# GOAL A
Return the part of the dtSearch history passage that starts at "The first few" and ends at "one million users.", word for word.

||dtSearch Corp. has over two decades of experience in enterprise and developer text retrieval and document filters. The Smart Choice for Text Retrieval® since 1991, the dtSearch software product line offers “industrial-strength” (PC Magazine) performance in searching, as well as the ability to parse a wide variety of data formats.
Then and Now
The company started research and development in text retrieval in 1988. Incorporated in Virginia in 1991, dtSearch Corp. began marketing the first dtSearch product in the first quarter of that year. The original dtSearch release ran as a desktop-“only” application.
Today, the dtSearch product line can instantly search terabytes of text across a desktop, network, or Internet or Intranet site. dtSearch products also serve as tools for publishing, with instant text searching, large document collections to Web sites or portable media.
The first few releases of the dtSearch product line did not include OEM or developer API access. In 1995, dtSearch Corp. made available its initial developer version for OEM integration. Launched in 1995, the very first Windows product that embedded the dtSearch Engine had an installed base of over one million users.

# DATASET
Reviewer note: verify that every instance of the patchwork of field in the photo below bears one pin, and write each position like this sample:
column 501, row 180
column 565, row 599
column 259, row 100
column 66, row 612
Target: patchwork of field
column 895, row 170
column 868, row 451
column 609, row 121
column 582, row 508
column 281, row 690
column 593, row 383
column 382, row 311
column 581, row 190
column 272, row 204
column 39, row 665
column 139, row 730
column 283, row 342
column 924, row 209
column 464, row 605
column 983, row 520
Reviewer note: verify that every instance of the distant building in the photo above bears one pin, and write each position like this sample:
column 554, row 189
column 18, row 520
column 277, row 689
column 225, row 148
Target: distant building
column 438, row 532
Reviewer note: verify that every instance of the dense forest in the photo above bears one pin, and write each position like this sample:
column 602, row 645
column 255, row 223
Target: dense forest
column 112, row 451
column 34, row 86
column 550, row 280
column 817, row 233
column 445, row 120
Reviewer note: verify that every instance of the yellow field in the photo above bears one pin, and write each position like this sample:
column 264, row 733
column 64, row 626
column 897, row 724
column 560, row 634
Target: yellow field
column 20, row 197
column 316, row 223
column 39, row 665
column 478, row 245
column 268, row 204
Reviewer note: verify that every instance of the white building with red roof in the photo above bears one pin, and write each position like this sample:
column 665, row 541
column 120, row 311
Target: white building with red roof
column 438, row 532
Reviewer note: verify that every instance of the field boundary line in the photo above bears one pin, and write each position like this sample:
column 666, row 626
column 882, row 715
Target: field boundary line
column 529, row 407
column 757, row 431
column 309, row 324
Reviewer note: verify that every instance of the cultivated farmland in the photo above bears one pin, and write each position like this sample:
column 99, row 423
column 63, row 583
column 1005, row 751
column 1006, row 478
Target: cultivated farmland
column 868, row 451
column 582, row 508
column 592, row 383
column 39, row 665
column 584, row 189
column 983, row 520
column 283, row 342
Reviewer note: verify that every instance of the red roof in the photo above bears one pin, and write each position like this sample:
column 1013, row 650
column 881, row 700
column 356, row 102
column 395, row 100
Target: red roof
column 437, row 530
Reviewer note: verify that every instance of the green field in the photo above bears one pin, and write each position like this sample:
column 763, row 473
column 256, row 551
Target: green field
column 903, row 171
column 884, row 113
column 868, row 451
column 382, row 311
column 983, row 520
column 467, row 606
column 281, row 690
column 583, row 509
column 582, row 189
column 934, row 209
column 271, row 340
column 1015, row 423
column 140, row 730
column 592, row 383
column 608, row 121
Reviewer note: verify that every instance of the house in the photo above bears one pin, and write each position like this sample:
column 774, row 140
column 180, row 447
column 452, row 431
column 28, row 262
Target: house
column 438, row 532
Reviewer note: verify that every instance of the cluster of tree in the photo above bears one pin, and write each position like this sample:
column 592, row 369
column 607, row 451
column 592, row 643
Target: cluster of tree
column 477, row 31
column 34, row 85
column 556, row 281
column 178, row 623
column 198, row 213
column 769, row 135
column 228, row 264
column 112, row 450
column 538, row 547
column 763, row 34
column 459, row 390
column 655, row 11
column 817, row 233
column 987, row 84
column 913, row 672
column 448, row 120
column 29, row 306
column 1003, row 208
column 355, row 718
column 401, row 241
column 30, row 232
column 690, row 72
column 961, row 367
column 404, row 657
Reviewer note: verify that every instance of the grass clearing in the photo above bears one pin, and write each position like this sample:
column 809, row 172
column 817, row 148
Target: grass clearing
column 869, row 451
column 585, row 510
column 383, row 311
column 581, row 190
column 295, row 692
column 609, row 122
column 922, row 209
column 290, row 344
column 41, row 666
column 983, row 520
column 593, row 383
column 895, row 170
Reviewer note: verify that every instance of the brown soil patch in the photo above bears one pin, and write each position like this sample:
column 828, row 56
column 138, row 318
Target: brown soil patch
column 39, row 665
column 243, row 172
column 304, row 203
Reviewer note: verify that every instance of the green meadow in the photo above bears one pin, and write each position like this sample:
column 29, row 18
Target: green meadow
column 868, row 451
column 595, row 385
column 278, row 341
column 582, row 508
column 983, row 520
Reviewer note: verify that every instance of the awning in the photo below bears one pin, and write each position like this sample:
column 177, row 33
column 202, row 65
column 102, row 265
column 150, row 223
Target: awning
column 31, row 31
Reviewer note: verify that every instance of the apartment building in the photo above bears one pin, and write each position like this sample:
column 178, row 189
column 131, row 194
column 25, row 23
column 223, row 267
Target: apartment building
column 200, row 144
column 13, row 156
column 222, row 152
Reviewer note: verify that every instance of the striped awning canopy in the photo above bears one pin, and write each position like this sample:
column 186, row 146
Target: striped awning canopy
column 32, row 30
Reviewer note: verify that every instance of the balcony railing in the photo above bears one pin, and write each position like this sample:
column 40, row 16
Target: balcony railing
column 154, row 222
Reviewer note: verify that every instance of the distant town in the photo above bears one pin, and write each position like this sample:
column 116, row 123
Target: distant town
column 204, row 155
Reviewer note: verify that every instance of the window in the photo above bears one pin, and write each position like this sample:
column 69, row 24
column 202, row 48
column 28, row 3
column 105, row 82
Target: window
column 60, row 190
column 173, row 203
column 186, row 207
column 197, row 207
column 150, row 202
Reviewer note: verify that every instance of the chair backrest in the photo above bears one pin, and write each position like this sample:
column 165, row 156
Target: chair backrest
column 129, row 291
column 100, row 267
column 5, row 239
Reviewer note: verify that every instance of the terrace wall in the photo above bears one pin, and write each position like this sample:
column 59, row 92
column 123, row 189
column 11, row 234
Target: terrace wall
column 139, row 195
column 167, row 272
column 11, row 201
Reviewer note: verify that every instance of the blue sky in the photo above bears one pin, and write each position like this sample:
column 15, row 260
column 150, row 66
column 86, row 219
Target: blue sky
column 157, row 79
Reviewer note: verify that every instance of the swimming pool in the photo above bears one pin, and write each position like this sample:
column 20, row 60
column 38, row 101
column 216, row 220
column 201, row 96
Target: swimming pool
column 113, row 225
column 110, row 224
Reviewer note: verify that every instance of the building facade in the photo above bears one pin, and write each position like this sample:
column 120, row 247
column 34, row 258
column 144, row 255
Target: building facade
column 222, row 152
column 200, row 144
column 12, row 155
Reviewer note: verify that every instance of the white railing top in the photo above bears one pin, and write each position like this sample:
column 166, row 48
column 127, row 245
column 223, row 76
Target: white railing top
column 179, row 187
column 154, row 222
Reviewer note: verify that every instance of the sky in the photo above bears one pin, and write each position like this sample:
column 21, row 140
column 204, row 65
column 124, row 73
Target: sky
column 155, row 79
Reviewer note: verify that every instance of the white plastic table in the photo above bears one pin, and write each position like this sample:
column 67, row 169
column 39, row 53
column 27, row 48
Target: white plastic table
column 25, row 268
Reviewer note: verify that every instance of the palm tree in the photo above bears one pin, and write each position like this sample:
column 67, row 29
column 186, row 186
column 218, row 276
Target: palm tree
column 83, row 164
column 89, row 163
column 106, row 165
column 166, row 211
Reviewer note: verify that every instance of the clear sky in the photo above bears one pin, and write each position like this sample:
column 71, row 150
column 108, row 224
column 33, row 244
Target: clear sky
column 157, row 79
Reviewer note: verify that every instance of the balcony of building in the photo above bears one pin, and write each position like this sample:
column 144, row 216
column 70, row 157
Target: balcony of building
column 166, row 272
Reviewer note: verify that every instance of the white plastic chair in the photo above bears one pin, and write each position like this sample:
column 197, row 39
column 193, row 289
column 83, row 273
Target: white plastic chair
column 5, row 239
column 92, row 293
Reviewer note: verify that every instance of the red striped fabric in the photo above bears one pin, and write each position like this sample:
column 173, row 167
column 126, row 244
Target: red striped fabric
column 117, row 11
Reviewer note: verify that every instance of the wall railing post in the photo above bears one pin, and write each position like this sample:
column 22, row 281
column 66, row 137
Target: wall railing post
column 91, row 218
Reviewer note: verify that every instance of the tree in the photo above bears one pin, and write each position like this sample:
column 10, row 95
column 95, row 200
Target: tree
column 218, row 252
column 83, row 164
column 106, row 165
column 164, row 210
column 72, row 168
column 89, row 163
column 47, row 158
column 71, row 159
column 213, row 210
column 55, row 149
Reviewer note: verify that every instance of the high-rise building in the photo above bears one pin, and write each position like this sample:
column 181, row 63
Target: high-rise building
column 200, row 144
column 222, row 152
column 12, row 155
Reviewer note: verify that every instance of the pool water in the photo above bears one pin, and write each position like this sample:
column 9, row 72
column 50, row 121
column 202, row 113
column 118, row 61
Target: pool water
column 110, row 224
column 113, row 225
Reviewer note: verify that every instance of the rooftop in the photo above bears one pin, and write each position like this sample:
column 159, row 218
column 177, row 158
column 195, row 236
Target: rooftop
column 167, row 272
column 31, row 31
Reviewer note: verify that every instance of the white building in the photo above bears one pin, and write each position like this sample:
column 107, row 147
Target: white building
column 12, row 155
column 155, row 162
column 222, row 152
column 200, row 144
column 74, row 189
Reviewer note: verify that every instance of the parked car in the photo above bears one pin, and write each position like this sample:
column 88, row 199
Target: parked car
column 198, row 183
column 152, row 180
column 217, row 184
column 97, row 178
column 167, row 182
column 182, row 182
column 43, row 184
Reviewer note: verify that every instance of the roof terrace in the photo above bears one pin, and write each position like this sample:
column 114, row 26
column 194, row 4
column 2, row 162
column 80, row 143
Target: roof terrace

# GOAL B
Retype the records word for word, starting at the very beginning of the records and ending with the line that contains "column 268, row 204", including that line.

# WRITTEN SOLUTION A
The first few releases of the dtSearch product line did not include OEM or developer API access. In 1995, dtSearch Corp. made available its initial developer version for OEM integration. Launched in 1995, the very first Windows product that embedded the dtSearch Engine had an installed base of over one million users.

# WRITTEN SOLUTION B
Reviewer note: verify that every instance of the patchwork of field in the photo below bears one pin, and write each position like this sample:
column 501, row 180
column 565, row 599
column 259, row 100
column 66, row 612
Target: patchwork of field
column 895, row 170
column 868, row 451
column 609, row 121
column 582, row 508
column 281, row 690
column 593, row 383
column 382, row 311
column 581, row 190
column 272, row 204
column 39, row 665
column 139, row 730
column 283, row 342
column 924, row 209
column 464, row 605
column 983, row 520
Reviewer note: verify that every instance of the distant building in the photo above bears one pin, and write each position like this sample:
column 554, row 189
column 18, row 520
column 277, row 689
column 225, row 148
Target: distant building
column 438, row 532
Reviewer note: verify that every instance of the dense forest in the photo above bears one pin, and write each position like this sample:
column 602, row 645
column 255, row 223
Target: dense forest
column 112, row 451
column 34, row 86
column 550, row 280
column 817, row 233
column 445, row 120
Reviewer note: verify that every instance of the yellow field in the photo above bears one pin, and write each position like this sample:
column 264, row 733
column 64, row 626
column 897, row 724
column 560, row 634
Target: yellow field
column 20, row 197
column 316, row 223
column 39, row 665
column 478, row 245
column 268, row 204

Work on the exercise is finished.